**SET PROBLEM A:**
In the probability excerpt, with what probability do the first two items coincide?
**SET PROBLEM B:**
Please return everything in the probability excerpt from "More generally, consider" down to "N_k)=N_k+(n-N_k)/n$ almost surely.".

**EXCERPT PROVIDED:**
---+---

The probability that the first item was not chosen before is $1$. The probability that the second item was not chosen before is $\frac{n-1}n$. The probability that the third item was not chosen before is $\frac{n-2}n$ if the two first items are different and $\frac{n-1}n$ if the two first items coincide. The two first items are different with probability $\frac{n-1}n$ and they coincide with probability $\frac{1}n$. Hence the expected number of distinct items is $$ 1+\frac{n-1}n+\frac{n-2}n\times\frac{n-1}n+\frac{n-1}n\times\frac1n=\frac{3n^2-3n+1}{n^2}. $$


More generally, consider the number $N_k$ of different items chosen after $k$ picks. Then $N_0=0$ almost surely and, knowing $N_k$ the probability to pick a new item at time $k+1$ is $(n-N_k)/n$ hence $\mathrm E(N_{k+1}\mid N_k)=N_k+(n-N_k)/n$ almost surely.

---+---

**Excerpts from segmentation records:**
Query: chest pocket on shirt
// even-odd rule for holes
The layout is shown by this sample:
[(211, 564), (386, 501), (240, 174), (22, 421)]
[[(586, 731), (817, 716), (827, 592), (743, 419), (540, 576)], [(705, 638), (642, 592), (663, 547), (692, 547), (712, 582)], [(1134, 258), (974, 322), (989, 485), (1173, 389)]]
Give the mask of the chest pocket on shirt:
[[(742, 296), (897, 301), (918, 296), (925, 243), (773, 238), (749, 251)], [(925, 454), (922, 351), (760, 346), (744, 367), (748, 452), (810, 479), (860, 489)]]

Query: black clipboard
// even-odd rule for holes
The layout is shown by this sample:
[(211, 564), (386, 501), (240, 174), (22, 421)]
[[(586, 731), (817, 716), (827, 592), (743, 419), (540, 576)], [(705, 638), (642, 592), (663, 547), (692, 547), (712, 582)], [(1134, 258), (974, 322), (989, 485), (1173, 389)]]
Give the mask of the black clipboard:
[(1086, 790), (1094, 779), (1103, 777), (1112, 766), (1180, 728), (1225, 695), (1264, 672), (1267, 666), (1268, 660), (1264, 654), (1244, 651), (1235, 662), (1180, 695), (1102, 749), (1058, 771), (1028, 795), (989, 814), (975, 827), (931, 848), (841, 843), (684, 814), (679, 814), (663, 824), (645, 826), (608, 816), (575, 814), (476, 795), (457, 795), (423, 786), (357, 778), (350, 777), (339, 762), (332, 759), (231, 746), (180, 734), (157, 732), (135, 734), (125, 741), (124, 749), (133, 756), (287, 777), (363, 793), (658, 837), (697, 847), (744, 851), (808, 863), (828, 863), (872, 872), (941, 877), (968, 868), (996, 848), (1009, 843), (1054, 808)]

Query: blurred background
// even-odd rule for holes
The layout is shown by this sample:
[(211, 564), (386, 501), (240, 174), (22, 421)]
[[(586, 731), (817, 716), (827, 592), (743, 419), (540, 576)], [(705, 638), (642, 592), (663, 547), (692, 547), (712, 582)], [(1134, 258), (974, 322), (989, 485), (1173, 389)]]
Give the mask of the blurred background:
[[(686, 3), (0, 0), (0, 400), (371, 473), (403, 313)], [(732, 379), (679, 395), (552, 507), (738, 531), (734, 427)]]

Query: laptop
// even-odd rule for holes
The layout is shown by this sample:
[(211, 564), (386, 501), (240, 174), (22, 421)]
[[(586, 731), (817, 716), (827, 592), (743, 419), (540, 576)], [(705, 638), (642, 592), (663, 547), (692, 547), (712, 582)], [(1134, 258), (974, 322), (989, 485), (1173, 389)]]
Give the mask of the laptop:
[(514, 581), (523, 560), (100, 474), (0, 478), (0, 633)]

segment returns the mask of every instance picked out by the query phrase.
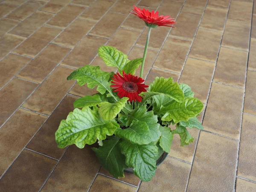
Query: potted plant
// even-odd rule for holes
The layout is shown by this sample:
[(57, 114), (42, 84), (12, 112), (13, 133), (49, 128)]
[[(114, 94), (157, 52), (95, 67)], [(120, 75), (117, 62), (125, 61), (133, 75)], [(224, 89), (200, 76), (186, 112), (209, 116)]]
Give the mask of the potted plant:
[[(130, 61), (113, 47), (99, 47), (99, 55), (118, 72), (108, 73), (90, 65), (73, 71), (68, 80), (76, 80), (80, 86), (87, 84), (91, 89), (97, 86), (99, 93), (77, 99), (76, 108), (61, 121), (55, 135), (61, 148), (73, 144), (83, 148), (98, 141), (99, 147), (92, 149), (112, 175), (124, 177), (124, 171), (132, 171), (148, 181), (169, 152), (174, 134), (179, 135), (183, 146), (194, 141), (187, 127), (203, 128), (196, 117), (204, 105), (188, 85), (174, 82), (172, 77), (157, 77), (149, 86), (143, 83), (151, 30), (158, 26), (172, 27), (170, 25), (175, 22), (169, 15), (158, 16), (158, 12), (136, 6), (133, 10), (148, 27), (143, 58)], [(140, 77), (135, 76), (140, 65)], [(168, 127), (171, 124), (176, 129)]]

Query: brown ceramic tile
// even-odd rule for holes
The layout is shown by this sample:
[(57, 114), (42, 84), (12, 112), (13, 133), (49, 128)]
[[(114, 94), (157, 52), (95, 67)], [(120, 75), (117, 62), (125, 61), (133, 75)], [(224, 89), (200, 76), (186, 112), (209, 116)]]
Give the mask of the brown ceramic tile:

---+---

**CORRECT RESULT A:**
The first two items coincide with probability $\frac{1}n$.

**CORRECT RESULT B:**
More generally, consider the number $N_k$ of different items chosen after $k$ picks. Then $N_0=0$ almost surely and, knowing $N_k$ the probability to pick a new item at time $k+1$ is $(n-N_k)/n$ hence $\mathrm E(N_{k+1}\mid N_k)=N_k+(n-N_k)/n$ almost surely.